• SELECTED PASSAGE
- - - - - - -

14 September, 2011

Ouch!

Yesterday was an anniversary of sorts for me although I'm writing this on the actual anniversary date. On September 13, 1992 I had a heart attack, a very large heart attack. What should I do? Is this an anniversary to celebrate, simply because I'm alive and can? Or is it an anniversary to be repressed because it might remind my family of a difficult time?

I'm not sure, but I'm pretty much the only one who notes its occurrence anyway. It would be my preference to celebrate the additional years of life I have been given, but I know how much worry and stress the event caused those I love. I don't want to remind them of that.

I had not felt 100% when I went to bed on the 12th, perhaps some very mild chest discomfort. It can't have been very much pain though because I easily fell asleep. Upon waking, however, things had changed dramatically, and it may have been the pain that awakened me. It was intense, and there was no doubt whatsoever in my mind that I was having a heart attack.

I woke my wife and told her I had to get to hospital - no time to wait for EMTs when she can immediately drive me the two miles to the Emergency Room. While she called relatives to come over to sit with our daughters, I had to go to the bathroom. Talk about adding insult to injury. Here I am having a heart attack, and I have to sit on the toilet. I had no choice though. Arrgghh!!

Finally I was lying in the backseat of the car. I have no idea how fast my wife drove. She pulled up and ran in the ER, and just like that they were wheeling me in.

As it turns out, I had not yet had the heart attack. There was obviously a blockage though, and my heart wasn't happy. They reviewed my record as they prepared to give me a "clot buster" which would open the artery again. Oops. "He had surgery in June?" "Yes." "Oh no, medication guidelines say not to administer within six months of surgery." While they were calling my surgeon (who said give him the damn medicine now!), I had my attack as the artery closed completely. If untreated for five minutes, my kind of blockage is known as the Widow Maker.

- - - - - - -

• ASSIGNMENT 1
According to the heart attack account, why did the emergency room staff hesitate to give the "clot buster"? Answer in one to three sentences.
• ASSIGNMENT 2
Say whether each statement agrees with the heart attack account, answering yes or no and quoting the words from the account that decide it.
(a) The writer felt completely well when going to bed on the 12th.
(b) The Emergency Room was about two miles away.
(c) The writer's wife called for EMTs to take the writer to the hospital.
• ASSIGNMENT 3
Write the next part of the heart attack account, picking up after its last sentence.
The listing that follows has no connection to the heart attack account.

- - - - - - -

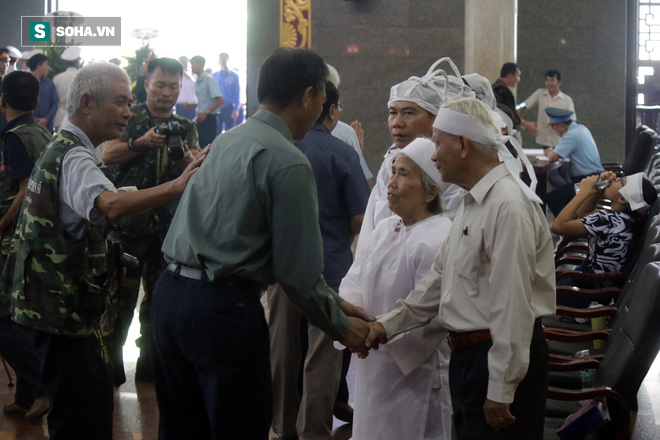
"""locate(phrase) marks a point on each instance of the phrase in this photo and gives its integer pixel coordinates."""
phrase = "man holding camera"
(57, 271)
(143, 158)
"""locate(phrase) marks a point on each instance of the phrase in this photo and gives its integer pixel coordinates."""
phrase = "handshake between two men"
(365, 333)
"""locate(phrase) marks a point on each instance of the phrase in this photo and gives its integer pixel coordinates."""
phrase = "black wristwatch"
(131, 146)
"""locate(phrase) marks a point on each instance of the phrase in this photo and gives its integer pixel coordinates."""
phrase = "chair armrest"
(569, 363)
(593, 294)
(572, 259)
(593, 312)
(589, 276)
(573, 246)
(564, 335)
(584, 393)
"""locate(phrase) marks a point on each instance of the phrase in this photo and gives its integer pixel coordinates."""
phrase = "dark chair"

- - - - - - -

• EXPECTED OUTPUT 1
The writer's record showed surgery in June. Medication guidelines said not to give the drug within six months of surgery, so the staff called the surgeon before giving it.

• EXPECTED OUTPUT 2
(a) No: "I had not felt 100% when I went to bed on the 12th"
(b) Yes: "she can immediately drive me the two miles to the Emergency Room"
(c) No: "no time to wait for EMTs when she can immediately drive me the two miles to the Emergency Room"

• EXPECTED OUTPUT 3
All I really recall of that moment was actually a bit later. I got the clot buster, and blood rushed back into that part of my heart. What I recall is my internist hitting me hard in the chest with his fist. My heart had stopped, and he was starting it back up. It worked, thank goodness.

Too late though - the damage was done. The blockage, high in the coronary artery known as LAD (for those of you who know the lingo), had killed a lot of muscle and ultimately left a lot of scar tissue. In the diagram above, the blockage would be above the red spot. Although I feel pretty good today, my heart pumps only about a third of what a healthy heart pumps, and I take a few medications to rein my heart in from trying to compensate for its inefficiency.

I'm lucky. Only 36 hours earlier, I had returned from a two-day board meeting in New York City where I was staying in Syracuse University's townhouse on E 81st Street, just off Fifth Avenue. If the heart attack had occurred in my room there, I would not have survived it.

The real weirdness is that I was warned. I had dinner at the Union League Club my first night in town, and when we got to dessert, I asked for and ate something really decadent but sooooo delicious. As we finished dinner, my host joked that everyone says that dessert will probably give someone a heart attack someday!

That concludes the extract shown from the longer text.